_Что сделать_.
a) Перепишите без изменений отрывок из текста о хозяйстве: начните со слов «Зимой, чтобы сохранить» и закончите словами «одинокая старушка мать.».
b) Напишите продолжение текста о хозяйстве, начиная сразу после его последнего предложения.

Зимой, чтобы сохранить поголовье, председатель договорился со сторожами
казахских зимних пастбищ, примыкающих к нашему хозяйству, потихоньку пасти у
них наших барашков. Они взамен просят принять на мясо их бычков. Наши расценки
– один рубль двадцать копеек за килограмм живого веса. Бычки упитанные, по 150
килограммов. Однако сторожам этого мало. Приходится искусственно накидывать
сверху по 20–30 кило.
В автокатастрофе погиб прекрасный парень. Осталась одинокая старушка мать.
Учетчик мехпарка, чтобы как-то помочь ей, начислил покойному зарплату 500
рублей. Я не могу пропустить этот документ. И урезать некрасиво. Поэтому
принимаю решение разделить сумму на две части. Вторая зарплата была начислена в
следующем после его смерти месяце. А с ревизором, однокашником по университету,
мы распили бутылку, и я ему все объяснил. Он понял все правильно.

_Записанные данные_.
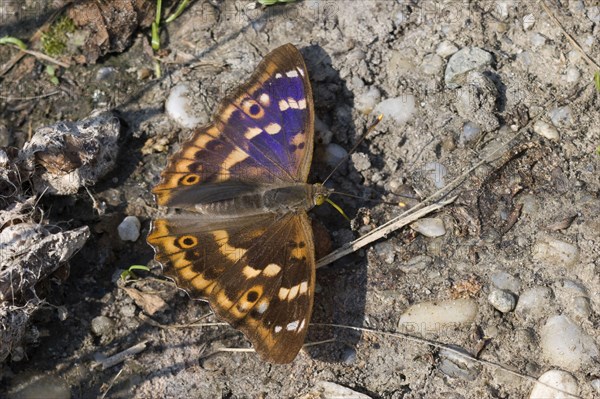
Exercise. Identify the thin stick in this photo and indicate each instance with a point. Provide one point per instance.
(382, 231)
(124, 355)
(438, 345)
(568, 36)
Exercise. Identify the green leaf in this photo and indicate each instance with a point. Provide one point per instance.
(13, 40)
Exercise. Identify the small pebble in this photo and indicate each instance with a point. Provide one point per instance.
(129, 229)
(556, 252)
(400, 109)
(465, 60)
(102, 325)
(470, 132)
(559, 379)
(385, 250)
(502, 300)
(537, 40)
(334, 153)
(429, 227)
(349, 356)
(432, 64)
(546, 130)
(366, 102)
(429, 317)
(436, 172)
(177, 107)
(528, 21)
(596, 385)
(456, 366)
(505, 281)
(561, 116)
(361, 161)
(534, 302)
(572, 75)
(566, 345)
(446, 48)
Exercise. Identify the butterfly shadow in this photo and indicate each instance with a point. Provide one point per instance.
(341, 287)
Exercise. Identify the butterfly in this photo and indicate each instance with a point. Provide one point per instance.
(242, 238)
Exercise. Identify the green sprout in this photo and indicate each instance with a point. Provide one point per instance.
(271, 2)
(127, 274)
(51, 71)
(54, 42)
(13, 40)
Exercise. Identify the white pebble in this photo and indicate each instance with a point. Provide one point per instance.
(572, 75)
(445, 49)
(528, 21)
(596, 385)
(502, 300)
(178, 107)
(462, 62)
(546, 130)
(561, 116)
(432, 64)
(429, 227)
(505, 281)
(129, 229)
(561, 380)
(436, 173)
(430, 317)
(334, 153)
(555, 252)
(534, 302)
(470, 132)
(367, 101)
(537, 40)
(361, 161)
(400, 109)
(566, 345)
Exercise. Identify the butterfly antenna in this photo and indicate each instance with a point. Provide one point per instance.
(399, 203)
(360, 140)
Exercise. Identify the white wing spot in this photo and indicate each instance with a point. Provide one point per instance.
(293, 325)
(252, 132)
(250, 272)
(293, 292)
(283, 292)
(273, 128)
(303, 288)
(283, 105)
(265, 99)
(262, 308)
(271, 270)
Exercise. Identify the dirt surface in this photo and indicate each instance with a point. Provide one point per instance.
(531, 190)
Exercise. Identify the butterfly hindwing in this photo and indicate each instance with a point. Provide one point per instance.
(258, 274)
(262, 133)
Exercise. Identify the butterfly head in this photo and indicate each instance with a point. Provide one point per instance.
(320, 194)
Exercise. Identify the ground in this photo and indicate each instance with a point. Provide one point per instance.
(506, 209)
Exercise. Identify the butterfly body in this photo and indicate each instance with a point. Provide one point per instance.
(242, 238)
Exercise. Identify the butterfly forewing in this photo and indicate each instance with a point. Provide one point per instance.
(262, 133)
(255, 265)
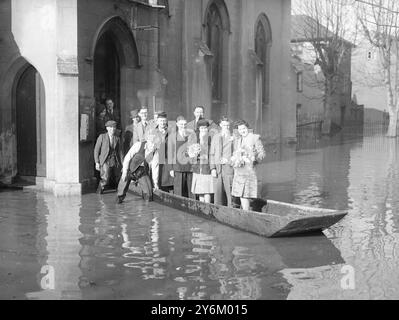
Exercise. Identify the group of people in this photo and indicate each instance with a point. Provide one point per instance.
(199, 159)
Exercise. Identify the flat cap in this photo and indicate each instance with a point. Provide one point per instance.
(110, 123)
(134, 113)
(162, 114)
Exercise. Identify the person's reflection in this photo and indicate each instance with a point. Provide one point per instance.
(61, 267)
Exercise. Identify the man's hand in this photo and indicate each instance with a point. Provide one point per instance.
(124, 174)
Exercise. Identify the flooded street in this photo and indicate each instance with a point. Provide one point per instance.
(89, 247)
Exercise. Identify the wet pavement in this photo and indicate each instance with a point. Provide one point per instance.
(89, 247)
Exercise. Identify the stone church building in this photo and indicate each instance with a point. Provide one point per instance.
(59, 58)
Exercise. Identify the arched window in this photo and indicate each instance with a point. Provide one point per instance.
(217, 29)
(263, 40)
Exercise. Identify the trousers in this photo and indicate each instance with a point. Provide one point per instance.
(222, 187)
(182, 184)
(144, 182)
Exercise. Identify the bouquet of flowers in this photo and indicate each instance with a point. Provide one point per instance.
(241, 157)
(194, 150)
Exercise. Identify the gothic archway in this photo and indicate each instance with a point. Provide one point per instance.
(29, 114)
(263, 41)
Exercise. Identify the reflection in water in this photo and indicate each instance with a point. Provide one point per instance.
(137, 250)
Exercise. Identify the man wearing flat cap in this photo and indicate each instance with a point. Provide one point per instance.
(160, 166)
(108, 155)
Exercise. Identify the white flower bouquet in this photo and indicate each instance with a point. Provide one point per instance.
(194, 150)
(241, 157)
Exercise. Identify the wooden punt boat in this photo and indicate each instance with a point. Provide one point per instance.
(274, 219)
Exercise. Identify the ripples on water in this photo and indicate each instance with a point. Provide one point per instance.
(97, 249)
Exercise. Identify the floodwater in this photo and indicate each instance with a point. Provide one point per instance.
(89, 247)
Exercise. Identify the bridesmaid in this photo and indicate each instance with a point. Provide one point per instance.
(245, 183)
(202, 184)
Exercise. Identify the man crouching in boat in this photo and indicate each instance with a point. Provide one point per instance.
(136, 168)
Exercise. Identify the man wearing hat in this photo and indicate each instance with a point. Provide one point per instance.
(199, 112)
(108, 155)
(160, 166)
(128, 135)
(142, 128)
(154, 121)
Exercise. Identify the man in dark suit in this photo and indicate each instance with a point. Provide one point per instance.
(220, 155)
(112, 114)
(181, 166)
(199, 112)
(108, 155)
(128, 135)
(142, 128)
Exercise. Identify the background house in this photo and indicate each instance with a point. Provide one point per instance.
(309, 80)
(62, 57)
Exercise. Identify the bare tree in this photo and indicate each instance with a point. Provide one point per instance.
(327, 25)
(379, 20)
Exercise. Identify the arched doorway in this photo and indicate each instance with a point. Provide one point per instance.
(29, 97)
(263, 41)
(115, 57)
(217, 31)
(107, 70)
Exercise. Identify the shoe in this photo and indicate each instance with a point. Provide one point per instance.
(100, 190)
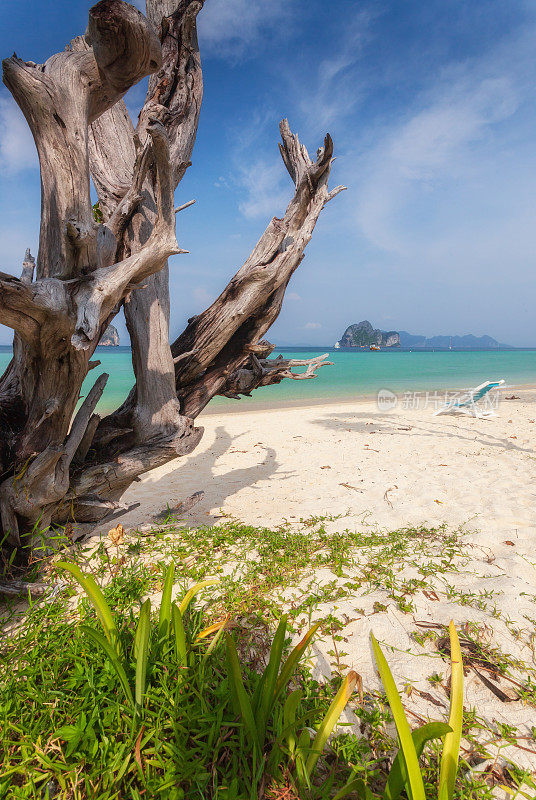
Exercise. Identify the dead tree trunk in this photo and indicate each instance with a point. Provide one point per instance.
(58, 466)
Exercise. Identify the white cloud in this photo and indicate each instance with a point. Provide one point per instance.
(231, 28)
(17, 148)
(334, 89)
(202, 297)
(267, 193)
(449, 183)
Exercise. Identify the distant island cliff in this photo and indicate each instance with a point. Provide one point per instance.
(110, 337)
(363, 334)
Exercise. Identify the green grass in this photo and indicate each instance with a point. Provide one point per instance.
(188, 742)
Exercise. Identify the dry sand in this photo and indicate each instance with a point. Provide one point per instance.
(394, 469)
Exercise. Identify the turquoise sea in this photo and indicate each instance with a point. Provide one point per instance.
(355, 374)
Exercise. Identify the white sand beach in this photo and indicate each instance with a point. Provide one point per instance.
(386, 471)
(402, 467)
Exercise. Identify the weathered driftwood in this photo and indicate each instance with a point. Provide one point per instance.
(56, 466)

_Письменные ответы_.
a)
Зимой, чтобы сохранить поголовье, председатель договорился со сторожами
казахских зимних пастбищ, примыкающих к нашему хозяйству, потихоньку пасти у
них наших барашков. Они взамен просят принять на мясо их бычков. Наши расценки
– один рубль двадцать копеек за килограмм живого веса. Бычки упитанные, по 150
килограммов. Однако сторожам этого мало. Приходится искусственно накидывать
сверху по 20–30 кило.
В автокатастрофе погиб прекрасный парень. Осталась одинокая старушка мать.

b)
Глава 2. Комсомольская работа
Весной 1976 года в «Каракол» приехали представители райкома комсомола. Шла
кампания обмена комсомольских билетов. В хозяйствах нижней зоны Таласской
долины этот процесс уже был близок к завершению, а у нас даже не начинался.
Секретарь ВЛКСМ нашего колхоза полгода назад сбежал с молодухой от своей жены в
неизвестном направлении. Реальных кандидатов на должность секретаря комитета
комсомола было двое: токарь из мехпарка, член КПСС, и я, беспартийный, но с
высшим образованием. Токарь, зарабатывавший по 200 рублей в месяц, заявил
членам Бюро райкома:
– Будете кормить мою семью – буду секретарем (зарплата секретаря составляла 90
рублей). Будете настаивать – вот мой партбилет: можете забрать его себе.
Члены Бюро поговорили со мной. Обещали принять в партию (для совслужащих
вступление в КПСС было практически безнадежным делом). Я согласился.
Экономистом я получал 140 рублей, поэтому к моим секретарским 90 прибавили еще
50 колхозного физрука.
Отправили на двухмесячные курсы во Фрунзенскую зональную комсомольскую школу. В
столице я забежал в родной аэроклуб, где приняли с распростертыми объятиями.
Оказалось, в сборной Киргизии не осталось ни одного парашютиста-киргиза.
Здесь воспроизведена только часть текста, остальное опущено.